Copy the records below, replacing every occurrence of "place a point" with "mark a point" and leaving all other text unchanged.

(Records from a data source)

───

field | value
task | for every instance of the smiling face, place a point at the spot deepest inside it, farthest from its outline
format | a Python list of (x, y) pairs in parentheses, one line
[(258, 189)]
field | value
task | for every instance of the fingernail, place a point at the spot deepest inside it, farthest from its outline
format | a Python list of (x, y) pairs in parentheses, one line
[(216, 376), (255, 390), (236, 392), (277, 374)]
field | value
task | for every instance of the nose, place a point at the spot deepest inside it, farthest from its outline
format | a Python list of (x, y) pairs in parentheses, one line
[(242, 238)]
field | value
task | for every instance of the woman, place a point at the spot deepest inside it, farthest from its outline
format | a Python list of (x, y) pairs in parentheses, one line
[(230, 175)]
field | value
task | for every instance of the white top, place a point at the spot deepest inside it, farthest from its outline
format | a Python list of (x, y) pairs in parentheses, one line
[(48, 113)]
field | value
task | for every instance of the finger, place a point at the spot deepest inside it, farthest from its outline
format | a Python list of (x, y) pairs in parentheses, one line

───

(Task solution)
field | value
task | for every instance of the smiling face, mark a point at the spot deepest inside it, farthest from its outline
format | a Python list of (x, y) pairs in parentheses, one line
[(258, 189)]
field | value
task | for every instance of the fingernail, mark a point at the spot deepest inside it, farthest from its outline
format | a Python list of (x, y) pairs in parentheses, one line
[(216, 376), (255, 390), (236, 392), (277, 374)]
field | value
task | for every instance of the nose, mark a point at the spot deepest inside it, farthest from its outline
format | a Python list of (x, y) pairs in parentheses, one line
[(242, 238)]
field | value
task | for every instance of the woman, mark a point at the spot deepest inside it, farthest from its outline
format | a Python list of (x, y) pairs in parentheses, one line
[(230, 175)]
field | value
task | for every instance of the white top, mark a point at the spot deepest inside it, farthest from its outline
format | a Python list of (x, y) pairs in parentheses, one line
[(48, 113)]
field | value
task | for every instance of the finger, mark a point at the spot deepest inside it, farthest from its outline
format | a Python list of (x, y) pairs in parentheses, one line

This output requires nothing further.